Supplied text
+++

We determined prevalence, risk factors, phenotype, and pathophysiological mechanism of new-onset diabetes after transplantation (NODAT) to generate strategies for optimal pharmacological management of hyperglycemia in NODAT patients.RESEARCH DESIGN AND METHODS
Retrospective cohort study comparing demographics, laboratory data, and oral glucose tolerance test (OGTT)-derived metabolic parameters from kidney transplant recipients versus subjects not receiving transplants.RESULTS
Among 1,064 stable kidney transplant recipients (≥6 months posttransplantation), 113 (11%) had a history of NODAT and 132 (12%) had pretransplant diabetes. In the remaining patients, randomly assigned OGTTs showed a high prevalence of abnormal glucose metabolism (11% diabetes; 32% impaired fasting glucose, impaired glucose tolerance, or both), predominantly in older patients who received tacrolimus as the primary immunosuppressant. Compared with 1,357 nontransplant subjects, stable kidney transplant recipients had lower basal glucose, higher glycated hemoglobin, lower insulin secretion, and greater insulin sensitivity in each of the three subgroups, defined by OGTT 2-h glucose (<140, 140–199, ≥200 mg/dL). These findings were reinforced in linear spline interpolation models of insulin secretion and sensitivity (all P < 0.001) and in another regression model in which the estimated oral glucose insulin sensitivity index was substantially higher (by 79–112 mL/min m2) for transplant versus nontransplant subjects despite adjustments for age, sex, and BMI (all P < 0.001).CONCLUSIONS
Glucose metabolism differs substantially between kidney transplant recipients and nontransplant controls. Because impaired insulin secretion appears to be the predominant pathophysiological feature after renal transplantation, early therapeutic interventions that preserve, maintain, or improve β-cell function are potentially beneficial in this population.

+++

Exercise
Using the abstract on diabetes after kidney transplantation, answer these, numbering your answers the same way:
1. How many stable kidney transplant recipients were studied?
2. Which primary immunosuppressant did the patients with abnormal glucose metabolism mostly receive?
3. What appears to be the predominant pathophysiological feature after renal transplantation?
The data that comes next is separate material with no connection to the abstract above.

Stored data entries
+++

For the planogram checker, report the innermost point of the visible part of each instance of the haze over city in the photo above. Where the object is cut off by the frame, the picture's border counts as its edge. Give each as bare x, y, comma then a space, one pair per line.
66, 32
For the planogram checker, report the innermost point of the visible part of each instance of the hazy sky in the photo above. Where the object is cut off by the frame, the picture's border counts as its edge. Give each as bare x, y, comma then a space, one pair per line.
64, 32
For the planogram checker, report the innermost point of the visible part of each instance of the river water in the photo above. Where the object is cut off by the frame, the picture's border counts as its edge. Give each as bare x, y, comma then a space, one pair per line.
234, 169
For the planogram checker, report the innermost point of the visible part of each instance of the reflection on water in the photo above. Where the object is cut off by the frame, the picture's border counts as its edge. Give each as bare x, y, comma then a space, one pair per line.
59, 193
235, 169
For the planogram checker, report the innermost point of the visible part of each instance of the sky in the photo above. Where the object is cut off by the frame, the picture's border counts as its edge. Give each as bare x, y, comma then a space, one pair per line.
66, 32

+++

Solution to the exercise
1. 1,064
2. Tacrolimus
3. Impaired insulin secretion